■ **Source text**
◇ ◇ ◇ ◇ ◇

Buyout funds to take Masmovil private for $3.3 billion

Bloomberg

Three buyout funds offered to acquire Spanish phone company Masmovil Ibercom SA for 3 billion euros ($3.3 billion), in one of the largest private equity deals to emerge during the coronavirus. Its shares surged the most on record.
KKR & Co., Cinven Ltd. and Providence Equity Partners LLC offered 22.5 euros a share for the company. The bid, which was accepted by Masmovil’s board, is 20% above last week’s closing share price.
It’s the latest example of the telecommunications industry’s apparent immunity to virus-induced economic turmoil. Last month Spanish carrier Telefonica SA agreed to merge its UK mobile unit O2 with Liberty Global Plc’s Virgin Media in a challenge to former monopoly BT Group Plc.
Masmovil disrupted the Spanish phone and internet market since becoming the country’s fourth national mobile carrier in 2016 with the acquisition of Telia AB’s local assets. It gained market share by putting pressure on bigger rivals with no-frills bundles of mobile phone and internet services.
A deal to take the company private will give it more financial resources to challenge local rivals Telefonica, Orange and Vodafone Group. It could also spur a new round of consolidation that would ease intense competitive pressure that has drained profits from industry. Masmovil has been at the center of deal speculation for years, either as an acquirer or a target.

◇ ◇ ◇ ◇ ◇

■ **Supplied records**
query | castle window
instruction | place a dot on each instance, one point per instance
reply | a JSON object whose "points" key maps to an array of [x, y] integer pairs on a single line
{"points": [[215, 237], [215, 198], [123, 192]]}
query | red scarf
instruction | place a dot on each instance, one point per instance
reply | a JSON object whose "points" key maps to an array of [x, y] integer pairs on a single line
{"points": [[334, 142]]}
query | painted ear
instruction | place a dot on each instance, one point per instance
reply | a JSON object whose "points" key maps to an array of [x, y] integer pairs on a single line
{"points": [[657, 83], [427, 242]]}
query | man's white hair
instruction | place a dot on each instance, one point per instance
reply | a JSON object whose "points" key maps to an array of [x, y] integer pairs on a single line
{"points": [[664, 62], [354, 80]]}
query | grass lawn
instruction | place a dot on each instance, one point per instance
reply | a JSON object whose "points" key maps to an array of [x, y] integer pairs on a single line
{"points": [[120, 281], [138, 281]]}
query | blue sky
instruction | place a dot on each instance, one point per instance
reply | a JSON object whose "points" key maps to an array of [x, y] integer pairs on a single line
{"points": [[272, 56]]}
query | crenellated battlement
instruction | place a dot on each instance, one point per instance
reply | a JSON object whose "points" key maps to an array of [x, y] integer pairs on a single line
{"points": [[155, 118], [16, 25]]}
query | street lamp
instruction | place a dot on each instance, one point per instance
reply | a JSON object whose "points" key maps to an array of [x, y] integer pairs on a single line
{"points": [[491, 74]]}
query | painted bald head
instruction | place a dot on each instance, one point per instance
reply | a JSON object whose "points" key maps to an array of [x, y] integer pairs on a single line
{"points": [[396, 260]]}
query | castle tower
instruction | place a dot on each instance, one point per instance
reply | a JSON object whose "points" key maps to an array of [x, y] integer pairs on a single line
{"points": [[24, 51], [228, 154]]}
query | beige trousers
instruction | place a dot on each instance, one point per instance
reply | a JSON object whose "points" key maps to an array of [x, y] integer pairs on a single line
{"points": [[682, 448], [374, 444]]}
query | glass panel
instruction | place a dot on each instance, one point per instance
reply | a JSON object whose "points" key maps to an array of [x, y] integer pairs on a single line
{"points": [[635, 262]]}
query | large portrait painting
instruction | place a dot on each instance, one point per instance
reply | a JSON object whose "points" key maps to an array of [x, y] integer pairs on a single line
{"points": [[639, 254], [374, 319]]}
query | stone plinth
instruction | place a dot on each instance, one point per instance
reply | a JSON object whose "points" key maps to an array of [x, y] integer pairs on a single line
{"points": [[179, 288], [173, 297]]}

◇ ◇ ◇ ◇ ◇

■ **Questions**
1 > Write out everything in the Masmovil buyout article above from "Three buyout funds" down to "most on record.".
2 > According to the Masmovil buyout article above, what price per share did the three funds offer for the company?
3 > Continue the Masmovil buyout article from its last sentence.

■ **Answer list**
1 >
Three buyout funds offered to acquire Spanish phone company Masmovil Ibercom SA for 3 billion euros ($3.3 billion), in one of the largest private equity deals to emerge during the coronavirus. Its shares surged the most on record.

2 > 22.5 euros a share.

3 >
“A private equity delisting of Masmovil could be seen as progress to eventual consolidation,” said Jefferies analysts, led by Jeremy Dellis, in a note before the buyout funds confirmed their bid.
All three of the funds are present in Spain’s phone market. Providence is the second-largest shareholder in Masmovil, with a 9.2% stake, while Cinven owns closely held fiber-broadband operator Ufinet, which has a business partnership with Masmovil. KKR owns a 40% stake in Telxius, the phone-tower unit of Telefonica, Spain’s dominant phone company.
Masmovil has relied heavily on reselling services using Orange’s Spanish network, while expanding its own infrastructure in regions where it has a weaker physical presence.
A takeover or merger could fill gaps in its national footprint. Press reports have focused on the idea of a tie-up with Euskaltel SA and possible interest from Masmovil in Vodafone’s Spanish assets.
Masmovil shares rose as much as 24% in Madrid on Monday. The company had a market value of 2.5 billion euros on May 29 before reports of the bid interest emerged.